About this exercise: Every line from the one containing "TARGET: outstretched arm" down to the last line of the listing below should be restated exactly, and nothing else.

*** Opening of Material shown ***

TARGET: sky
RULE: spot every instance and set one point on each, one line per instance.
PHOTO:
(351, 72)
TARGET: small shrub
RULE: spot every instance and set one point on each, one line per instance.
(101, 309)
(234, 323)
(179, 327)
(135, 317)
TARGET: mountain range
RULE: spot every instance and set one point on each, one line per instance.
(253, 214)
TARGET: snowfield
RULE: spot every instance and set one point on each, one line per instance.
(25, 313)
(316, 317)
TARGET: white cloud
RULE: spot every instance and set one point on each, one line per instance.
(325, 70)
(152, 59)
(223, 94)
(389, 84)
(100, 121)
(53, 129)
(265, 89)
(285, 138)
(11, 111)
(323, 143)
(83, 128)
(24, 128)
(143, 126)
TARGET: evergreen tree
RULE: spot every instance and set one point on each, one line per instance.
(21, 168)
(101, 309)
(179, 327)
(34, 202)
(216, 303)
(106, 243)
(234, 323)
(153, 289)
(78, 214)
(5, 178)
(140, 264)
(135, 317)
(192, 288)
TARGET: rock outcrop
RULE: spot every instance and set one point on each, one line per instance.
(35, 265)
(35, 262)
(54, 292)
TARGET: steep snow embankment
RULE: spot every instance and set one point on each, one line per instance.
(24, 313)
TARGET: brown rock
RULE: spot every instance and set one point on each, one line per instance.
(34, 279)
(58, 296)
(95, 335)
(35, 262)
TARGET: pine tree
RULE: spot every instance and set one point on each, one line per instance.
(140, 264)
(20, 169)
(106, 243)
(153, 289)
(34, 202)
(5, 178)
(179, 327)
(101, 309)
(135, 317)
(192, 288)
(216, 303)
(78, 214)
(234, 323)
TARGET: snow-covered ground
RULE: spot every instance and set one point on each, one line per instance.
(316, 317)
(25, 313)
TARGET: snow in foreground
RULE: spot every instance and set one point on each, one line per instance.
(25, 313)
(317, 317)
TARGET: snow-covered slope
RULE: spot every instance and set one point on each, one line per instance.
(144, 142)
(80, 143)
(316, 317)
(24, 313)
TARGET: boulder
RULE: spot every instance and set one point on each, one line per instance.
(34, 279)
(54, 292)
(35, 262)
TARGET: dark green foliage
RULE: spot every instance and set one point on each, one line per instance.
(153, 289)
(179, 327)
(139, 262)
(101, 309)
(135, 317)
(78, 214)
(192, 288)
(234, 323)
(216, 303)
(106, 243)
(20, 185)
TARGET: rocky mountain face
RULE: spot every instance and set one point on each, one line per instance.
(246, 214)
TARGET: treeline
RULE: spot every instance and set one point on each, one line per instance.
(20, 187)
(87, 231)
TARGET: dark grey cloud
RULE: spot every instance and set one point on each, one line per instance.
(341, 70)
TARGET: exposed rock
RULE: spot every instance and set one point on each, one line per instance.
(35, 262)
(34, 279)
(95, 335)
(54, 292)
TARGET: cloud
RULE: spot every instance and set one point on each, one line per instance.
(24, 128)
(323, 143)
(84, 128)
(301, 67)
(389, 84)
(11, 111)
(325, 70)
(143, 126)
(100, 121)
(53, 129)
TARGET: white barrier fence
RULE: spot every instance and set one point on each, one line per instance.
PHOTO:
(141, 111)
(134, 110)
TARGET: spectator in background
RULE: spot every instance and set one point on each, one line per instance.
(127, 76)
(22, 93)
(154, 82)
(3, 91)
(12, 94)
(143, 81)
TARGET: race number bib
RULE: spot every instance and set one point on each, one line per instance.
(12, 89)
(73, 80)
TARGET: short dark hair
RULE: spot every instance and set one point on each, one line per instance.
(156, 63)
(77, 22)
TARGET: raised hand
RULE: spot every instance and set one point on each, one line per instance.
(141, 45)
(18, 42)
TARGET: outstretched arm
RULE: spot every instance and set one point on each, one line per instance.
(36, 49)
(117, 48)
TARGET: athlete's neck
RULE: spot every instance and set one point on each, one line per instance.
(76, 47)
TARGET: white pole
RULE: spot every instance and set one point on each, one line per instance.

*** Close of Material shown ***

Exercise output:
TARGET: outstretched arm
RULE: spot every instance and set one point on each, one line per instance.
(36, 49)
(117, 48)
TARGET: athlete's neck
RULE: spot every instance and set one point on each, one line per instance.
(76, 47)
TARGET: white pole
RULE: spot every instance and set one point on each, one line per instance.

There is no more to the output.